**PROVIDED TEXT:**
###
Main Points:
- Bitcoin surged past $110,889 on May 23, marking a daily gain of over 4% and reaffirming a broad-based bullish market across top digital assets.
- Standard Chartered’s Head of Digital Asset Research Geoffrey Kendrick reconfirmed his forecasts of $120,000 by end-Q2 2025, $200,000 by end-2025, and $500,000 by end-2028.
- Following gold’s peak on April 22, investors withdrew $3.6 billion from gold funds while pouring $7.5 billion into Bitcoin ETFs, highlighting a rotation into crypto.
- A strong positive correlation between U.S. Treasury term premiums and Bitcoin prices underscores Bitcoin’s growing appeal as a hedge against bond market risk.
- Influential figures such as Robert Kiyosaki and Arthur Hayes project Bitcoin could reach $500,000–$1 million, driven by Trump-era policy shifts and strategic national reserves initiatives.
- K33 Research challenges the traditional “Sell in May” adage, arguing that proactive crypto policies under the current U.S. administration could fuel a sustainable summer rally.
Market Surge and ETF Inflows
On May 23, Bitcoin continued its relentless ascent, climbing more than 4% to settle at $111,889—its highest level on record. This move was not isolated; the GMCI30 index, which tracks the top 30 cryptocurrencies by market capitalization, rose in tandem, signaling a broad-based bull market across major digital assets. A key driver behind this surge has been the shifting sentiment among institutional investors: as gold peaked at record highs on April 22, traditional precious-metal funds saw $3.6 billion flow out, while Bitcoin ETFs attracted $7.5 billion in net inflows over the same period. This rotation suggests a growing perception of Bitcoin not merely as a speculative asset but as a viable substitute for gold in large portfolios.
Standard Chartered’s Forecasts
Standard Chartered’s digital asset research head, Geoffrey Kendrick, noted that a convergence of anticipated catalysts—ranging from macroeconomic diversification to regulatory clarity—are all playing out simultaneously. He reaffirmed his bold price targets: $120,000 by the end of Q2 2025, $200,000 by the end of 2025, and ultimately $500,000 by the end of 2028. These projections hinge on continued institutional adoption, ETF approvals, and geopolitical hedging behaviors by sovereign entities. Kendrick’s outlook reflects the bank’s long-standing bullish stance, which first captured attention when Bitcoin was trading below $10,000.
Correlation with U.S. Treasury Yields
An often-overlooked factor in Bitcoin’s recent performance is its increasing positive correlation with U.S. Treasury term premiums. As investors fret over rising bond yields and the risk of long-duration debt, Bitcoin’s non-sovereign nature and finite supply make it an attractive alternative. Kendrick highlighted that surging term premiums in the Treasury market have historically coincided with inflows into higher-risk, higher-return assets—and Bitcoin is no exception. This relationship underscores the narrative of Bitcoin as a digital “risk asset,” but also as a hedge against traditional fixed-income volatility.
###
**GIVEN DATA:**
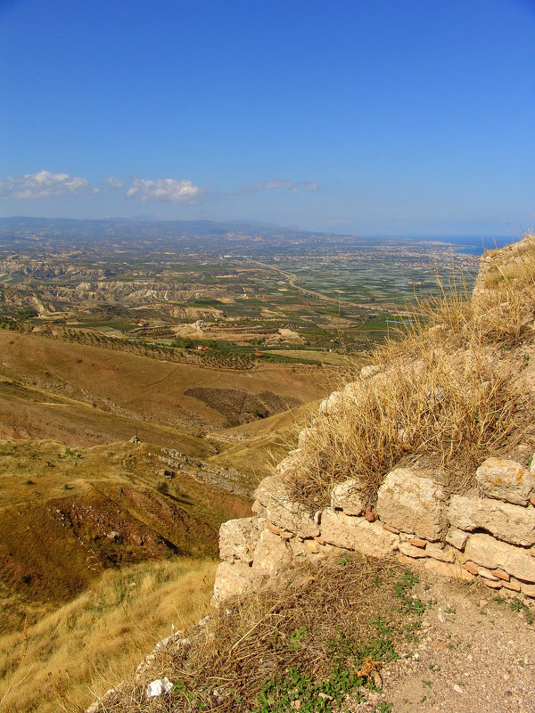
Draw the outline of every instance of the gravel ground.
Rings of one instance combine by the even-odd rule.
[[[392,713],[535,713],[535,608],[423,574],[413,595],[427,605],[417,641],[382,671]]]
###
**WRITTEN REQUEST A:** In the Bitcoin article, edit the passage starting at "- Standard Chartered’s" and ending at "and $500,000 by end-2028.", replacing "reconfirmed" with "reaffirmed".
**WRITTEN REQUEST B:** Condense the paragraph of the Bitcoin article that begins "Standard Chartered's digital asset research head" into a bulleted list that retains its principal facts.
**WRITTEN REQUEST C:** According to the Bitcoin article, why does Bitcoin appeal to investors who are concerned about rising bond yields? Respond in one to three sentences.

**COMPLETE OUTPUT A:**
- Standard Chartered’s Head of Digital Asset Research Geoffrey Kendrick reaffirmed his forecasts of $120,000 by end-Q2 2025, $200,000 by end-2025, and $500,000 by end-2028.

**COMPLETE OUTPUT B:**
- Geoffrey Kendrick, Standard Chartered's head of digital asset research, stated that anticipated catalysts, from macroeconomic diversification to regulatory clarity, are all playing out simultaneously.
- He reaffirmed his price targets: $120,000 by the end of Q2 2025, $200,000 by the end of 2025, and $500,000 by the end of 2028.
- The projections depend on continued institutional adoption, ETF approvals, and geopolitical hedging by sovereign entities.
- His outlook reflects the bank's long-standing bullish stance, which first drew attention when Bitcoin traded below $10,000.

**COMPLETE OUTPUT C:** Investors worried about rising bond yields and the risk of long-duration debt find Bitcoin attractive because of its non-sovereign nature and finite supply. For this reason, it serves as an alternative and a hedge against volatility in traditional fixed-income markets.